__What this task involves__
Return, unchanged, the lines of the data starting at the line that contains "Q3. Locate the wicker chair in" and ending with the last line of the data, both included.

[Bounding-box data]
..........

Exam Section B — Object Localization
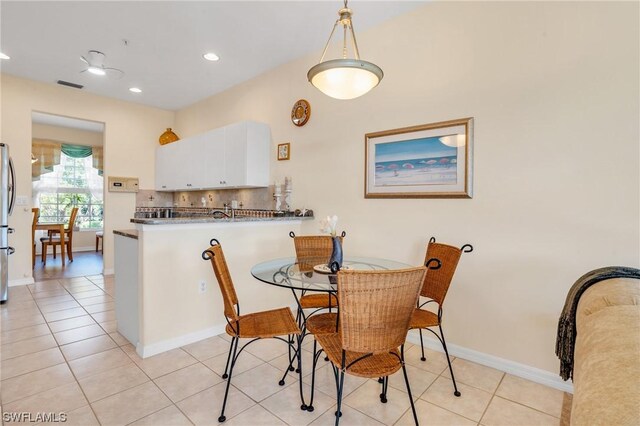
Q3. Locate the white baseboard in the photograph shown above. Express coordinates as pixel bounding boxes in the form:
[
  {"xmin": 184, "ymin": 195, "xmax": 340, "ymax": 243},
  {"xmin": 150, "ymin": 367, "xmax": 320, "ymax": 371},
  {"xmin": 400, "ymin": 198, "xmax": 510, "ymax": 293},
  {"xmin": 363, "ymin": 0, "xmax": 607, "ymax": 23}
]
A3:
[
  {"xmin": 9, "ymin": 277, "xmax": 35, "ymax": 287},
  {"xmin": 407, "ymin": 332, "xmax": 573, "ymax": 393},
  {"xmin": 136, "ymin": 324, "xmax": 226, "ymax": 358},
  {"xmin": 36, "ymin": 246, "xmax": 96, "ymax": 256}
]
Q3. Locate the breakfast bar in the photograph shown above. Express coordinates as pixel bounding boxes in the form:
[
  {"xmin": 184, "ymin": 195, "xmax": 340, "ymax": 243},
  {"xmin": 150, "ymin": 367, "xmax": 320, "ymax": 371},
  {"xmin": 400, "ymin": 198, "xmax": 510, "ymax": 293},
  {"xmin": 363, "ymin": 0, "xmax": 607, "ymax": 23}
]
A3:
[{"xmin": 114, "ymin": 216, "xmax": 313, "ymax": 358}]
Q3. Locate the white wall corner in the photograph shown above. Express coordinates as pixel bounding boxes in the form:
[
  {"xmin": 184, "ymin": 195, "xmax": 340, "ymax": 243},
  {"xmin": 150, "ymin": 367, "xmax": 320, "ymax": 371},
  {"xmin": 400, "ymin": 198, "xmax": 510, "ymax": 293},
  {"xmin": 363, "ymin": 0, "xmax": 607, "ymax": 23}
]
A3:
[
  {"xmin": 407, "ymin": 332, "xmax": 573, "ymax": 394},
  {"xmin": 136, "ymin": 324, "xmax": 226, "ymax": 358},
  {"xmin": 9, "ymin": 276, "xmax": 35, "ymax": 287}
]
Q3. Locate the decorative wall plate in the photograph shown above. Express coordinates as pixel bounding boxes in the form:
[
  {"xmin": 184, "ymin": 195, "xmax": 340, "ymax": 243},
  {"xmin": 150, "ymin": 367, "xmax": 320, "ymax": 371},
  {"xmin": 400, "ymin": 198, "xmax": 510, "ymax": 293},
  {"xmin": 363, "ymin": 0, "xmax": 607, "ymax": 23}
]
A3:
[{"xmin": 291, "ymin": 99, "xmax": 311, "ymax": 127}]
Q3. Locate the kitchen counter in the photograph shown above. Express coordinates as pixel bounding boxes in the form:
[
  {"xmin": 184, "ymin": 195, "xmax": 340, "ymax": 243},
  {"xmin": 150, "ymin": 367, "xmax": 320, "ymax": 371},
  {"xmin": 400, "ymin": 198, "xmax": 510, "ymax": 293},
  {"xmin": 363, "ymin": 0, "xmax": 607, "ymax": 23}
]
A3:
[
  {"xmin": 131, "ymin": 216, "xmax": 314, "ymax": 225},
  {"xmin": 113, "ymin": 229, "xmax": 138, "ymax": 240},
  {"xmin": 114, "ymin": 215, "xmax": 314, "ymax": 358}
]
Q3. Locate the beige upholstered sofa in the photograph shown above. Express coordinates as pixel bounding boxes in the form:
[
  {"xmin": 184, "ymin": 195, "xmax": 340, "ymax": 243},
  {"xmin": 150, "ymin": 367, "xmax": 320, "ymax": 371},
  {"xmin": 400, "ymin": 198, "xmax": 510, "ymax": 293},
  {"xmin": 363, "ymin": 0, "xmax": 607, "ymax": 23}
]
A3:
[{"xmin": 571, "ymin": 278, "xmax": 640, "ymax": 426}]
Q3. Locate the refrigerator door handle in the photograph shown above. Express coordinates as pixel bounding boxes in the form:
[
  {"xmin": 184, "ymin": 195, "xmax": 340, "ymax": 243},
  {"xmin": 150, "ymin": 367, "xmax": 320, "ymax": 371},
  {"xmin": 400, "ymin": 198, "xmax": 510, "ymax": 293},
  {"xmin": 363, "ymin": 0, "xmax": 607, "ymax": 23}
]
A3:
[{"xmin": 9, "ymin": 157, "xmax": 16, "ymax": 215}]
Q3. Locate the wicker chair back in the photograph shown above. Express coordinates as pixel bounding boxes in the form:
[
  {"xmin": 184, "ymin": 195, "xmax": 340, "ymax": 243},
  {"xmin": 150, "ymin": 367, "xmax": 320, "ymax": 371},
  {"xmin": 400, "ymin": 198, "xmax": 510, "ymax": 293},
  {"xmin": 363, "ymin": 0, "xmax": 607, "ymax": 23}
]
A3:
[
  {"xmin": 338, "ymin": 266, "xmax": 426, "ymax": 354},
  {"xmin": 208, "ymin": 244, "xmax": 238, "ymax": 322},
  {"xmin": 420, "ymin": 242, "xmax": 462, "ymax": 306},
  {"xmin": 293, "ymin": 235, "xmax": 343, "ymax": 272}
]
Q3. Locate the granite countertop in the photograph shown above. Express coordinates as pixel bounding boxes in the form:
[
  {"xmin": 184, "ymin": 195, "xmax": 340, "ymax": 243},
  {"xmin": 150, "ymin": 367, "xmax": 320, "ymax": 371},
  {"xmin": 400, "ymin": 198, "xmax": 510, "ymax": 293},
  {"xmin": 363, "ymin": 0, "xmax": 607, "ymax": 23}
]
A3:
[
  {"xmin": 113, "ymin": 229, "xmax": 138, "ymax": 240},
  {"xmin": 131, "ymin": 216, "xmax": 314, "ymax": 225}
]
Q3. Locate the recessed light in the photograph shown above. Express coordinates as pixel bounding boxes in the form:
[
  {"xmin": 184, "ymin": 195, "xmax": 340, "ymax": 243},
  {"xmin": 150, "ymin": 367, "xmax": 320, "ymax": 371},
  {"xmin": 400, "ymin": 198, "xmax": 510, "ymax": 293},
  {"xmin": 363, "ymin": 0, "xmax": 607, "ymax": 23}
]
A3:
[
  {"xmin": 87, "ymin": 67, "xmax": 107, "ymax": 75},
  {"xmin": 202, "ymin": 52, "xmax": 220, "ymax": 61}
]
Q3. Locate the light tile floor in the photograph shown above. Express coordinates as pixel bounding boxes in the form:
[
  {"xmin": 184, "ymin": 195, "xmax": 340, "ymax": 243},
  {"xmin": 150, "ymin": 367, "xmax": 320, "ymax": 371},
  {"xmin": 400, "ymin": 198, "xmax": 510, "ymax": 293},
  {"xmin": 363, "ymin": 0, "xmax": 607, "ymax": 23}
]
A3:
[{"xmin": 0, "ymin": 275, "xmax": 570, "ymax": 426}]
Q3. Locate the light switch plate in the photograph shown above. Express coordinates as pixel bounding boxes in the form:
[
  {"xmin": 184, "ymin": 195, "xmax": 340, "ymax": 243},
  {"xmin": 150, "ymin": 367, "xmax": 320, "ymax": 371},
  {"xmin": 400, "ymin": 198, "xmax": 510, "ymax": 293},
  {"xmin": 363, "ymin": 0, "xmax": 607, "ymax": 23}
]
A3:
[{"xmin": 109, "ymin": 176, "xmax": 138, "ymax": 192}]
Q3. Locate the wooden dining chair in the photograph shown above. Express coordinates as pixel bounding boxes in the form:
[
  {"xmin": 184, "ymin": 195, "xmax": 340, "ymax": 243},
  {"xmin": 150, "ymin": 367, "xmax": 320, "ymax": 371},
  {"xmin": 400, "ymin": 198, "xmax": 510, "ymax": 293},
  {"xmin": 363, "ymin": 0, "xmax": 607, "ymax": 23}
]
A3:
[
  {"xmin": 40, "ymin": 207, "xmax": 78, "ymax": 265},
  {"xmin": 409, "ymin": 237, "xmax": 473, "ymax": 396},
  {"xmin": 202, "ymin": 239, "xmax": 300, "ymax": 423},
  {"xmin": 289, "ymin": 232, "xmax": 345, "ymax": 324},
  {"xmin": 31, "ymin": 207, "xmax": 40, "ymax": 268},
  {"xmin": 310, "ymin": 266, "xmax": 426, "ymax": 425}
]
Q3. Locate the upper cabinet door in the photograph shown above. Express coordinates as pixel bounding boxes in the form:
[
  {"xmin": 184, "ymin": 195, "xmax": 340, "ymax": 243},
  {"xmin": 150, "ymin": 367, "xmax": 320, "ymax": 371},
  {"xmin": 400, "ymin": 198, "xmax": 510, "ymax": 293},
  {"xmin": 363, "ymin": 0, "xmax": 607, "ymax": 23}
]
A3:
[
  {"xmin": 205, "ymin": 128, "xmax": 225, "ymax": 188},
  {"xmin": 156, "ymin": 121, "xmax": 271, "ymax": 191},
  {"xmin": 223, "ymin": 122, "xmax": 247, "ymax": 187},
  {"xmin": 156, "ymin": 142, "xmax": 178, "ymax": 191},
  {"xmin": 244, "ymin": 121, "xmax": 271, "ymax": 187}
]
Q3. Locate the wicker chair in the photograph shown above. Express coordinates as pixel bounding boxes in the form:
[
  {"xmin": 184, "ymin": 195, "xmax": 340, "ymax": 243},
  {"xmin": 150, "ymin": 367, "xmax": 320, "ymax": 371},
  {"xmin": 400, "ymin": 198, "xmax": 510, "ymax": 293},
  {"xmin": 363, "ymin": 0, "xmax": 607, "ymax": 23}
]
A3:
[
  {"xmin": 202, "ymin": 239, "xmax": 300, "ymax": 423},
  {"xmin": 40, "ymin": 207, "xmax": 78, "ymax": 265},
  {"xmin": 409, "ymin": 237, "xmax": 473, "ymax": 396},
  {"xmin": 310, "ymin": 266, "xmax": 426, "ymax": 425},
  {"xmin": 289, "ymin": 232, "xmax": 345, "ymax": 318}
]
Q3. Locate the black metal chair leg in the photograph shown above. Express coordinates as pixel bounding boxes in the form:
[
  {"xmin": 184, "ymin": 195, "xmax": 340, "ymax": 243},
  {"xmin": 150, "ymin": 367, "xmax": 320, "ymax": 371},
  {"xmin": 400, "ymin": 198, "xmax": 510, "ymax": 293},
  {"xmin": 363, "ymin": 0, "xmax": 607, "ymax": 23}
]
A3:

..........

__Solution for this problem__
Q3. Locate the wicker chair in the photograph shown above. Express coordinates as pixel bounding boxes in the form:
[
  {"xmin": 184, "ymin": 195, "xmax": 340, "ymax": 243},
  {"xmin": 150, "ymin": 367, "xmax": 320, "ymax": 371},
  {"xmin": 400, "ymin": 198, "xmax": 510, "ymax": 293},
  {"xmin": 363, "ymin": 0, "xmax": 607, "ymax": 23}
]
A3:
[
  {"xmin": 202, "ymin": 239, "xmax": 300, "ymax": 423},
  {"xmin": 40, "ymin": 207, "xmax": 78, "ymax": 265},
  {"xmin": 409, "ymin": 237, "xmax": 473, "ymax": 396},
  {"xmin": 310, "ymin": 266, "xmax": 426, "ymax": 425},
  {"xmin": 289, "ymin": 232, "xmax": 345, "ymax": 318}
]
Q3. Locate the black metal chair leg in the photograph shown above. Express coordinates as pixel bounding boxes in the form:
[
  {"xmin": 184, "ymin": 195, "xmax": 340, "ymax": 243},
  {"xmin": 150, "ymin": 367, "xmax": 320, "ymax": 371},
  {"xmin": 400, "ymin": 198, "xmax": 510, "ymax": 293},
  {"xmin": 363, "ymin": 0, "xmax": 607, "ymax": 23}
]
A3:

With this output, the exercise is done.